■ YOUR TASK
Rewrite the data below with "shore" in place of every "beach", keeping everything else the same. Omit the pictures.
───── MATERIAL TO PROCESS ─────
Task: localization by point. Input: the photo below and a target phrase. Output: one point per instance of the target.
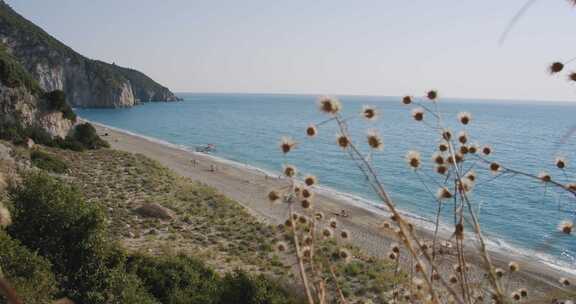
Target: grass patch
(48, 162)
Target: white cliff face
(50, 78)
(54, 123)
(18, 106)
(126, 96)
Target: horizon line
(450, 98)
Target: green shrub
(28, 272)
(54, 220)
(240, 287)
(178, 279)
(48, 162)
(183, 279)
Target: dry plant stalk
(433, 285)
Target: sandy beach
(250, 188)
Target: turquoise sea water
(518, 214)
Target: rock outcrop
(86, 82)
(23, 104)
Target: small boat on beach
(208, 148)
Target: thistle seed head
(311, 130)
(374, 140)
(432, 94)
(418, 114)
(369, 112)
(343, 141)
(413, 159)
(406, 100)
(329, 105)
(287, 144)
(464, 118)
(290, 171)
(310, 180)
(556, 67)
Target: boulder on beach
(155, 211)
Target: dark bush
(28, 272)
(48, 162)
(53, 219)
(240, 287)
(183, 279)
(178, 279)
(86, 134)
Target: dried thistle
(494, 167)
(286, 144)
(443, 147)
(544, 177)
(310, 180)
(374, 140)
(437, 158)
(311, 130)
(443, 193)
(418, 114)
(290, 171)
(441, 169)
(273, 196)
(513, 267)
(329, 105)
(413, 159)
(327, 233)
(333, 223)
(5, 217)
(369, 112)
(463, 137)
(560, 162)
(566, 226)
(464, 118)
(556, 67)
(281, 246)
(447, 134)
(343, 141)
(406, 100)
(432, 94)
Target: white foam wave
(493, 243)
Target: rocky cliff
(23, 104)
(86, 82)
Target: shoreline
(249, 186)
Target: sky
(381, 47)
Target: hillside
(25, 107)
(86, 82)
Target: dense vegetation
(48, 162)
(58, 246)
─────
■ CORRECT ANSWER
Task: localization by point. Input: the photo below and a target phrase. Output: one point per instance of the target.
Target: grass patch
(48, 162)
Target: white cliff face
(50, 78)
(54, 123)
(18, 106)
(126, 96)
Target: horizon line
(450, 98)
Target: green shrub
(28, 272)
(54, 220)
(240, 287)
(178, 279)
(48, 162)
(183, 279)
Target: dry plant stalk
(433, 285)
Target: sandy shore
(250, 188)
Target: turquoise sea water
(518, 214)
Target: rock outcrop
(86, 82)
(23, 104)
Target: small boat on shore
(208, 148)
Target: thistle seed head
(311, 130)
(374, 140)
(432, 94)
(418, 114)
(369, 112)
(343, 141)
(413, 159)
(406, 100)
(329, 105)
(287, 144)
(464, 118)
(290, 171)
(310, 180)
(556, 67)
Target: boulder on shore
(155, 211)
Target: dark bush
(28, 272)
(48, 162)
(53, 219)
(240, 287)
(183, 279)
(178, 279)
(86, 134)
Target: dried thistle
(494, 167)
(286, 144)
(443, 147)
(544, 177)
(310, 180)
(374, 140)
(437, 158)
(311, 130)
(443, 193)
(418, 114)
(290, 171)
(441, 169)
(273, 196)
(513, 267)
(329, 105)
(413, 159)
(327, 233)
(333, 223)
(5, 217)
(369, 112)
(463, 137)
(560, 162)
(566, 226)
(464, 118)
(556, 67)
(281, 246)
(447, 134)
(343, 141)
(406, 100)
(432, 94)
Target: white foam wave
(493, 243)
Target: rocky cliff
(23, 104)
(86, 82)
Target: shoreline
(249, 186)
Target: sky
(381, 47)
Target: hillside
(25, 107)
(86, 82)
Target: dense vegetation
(48, 162)
(58, 246)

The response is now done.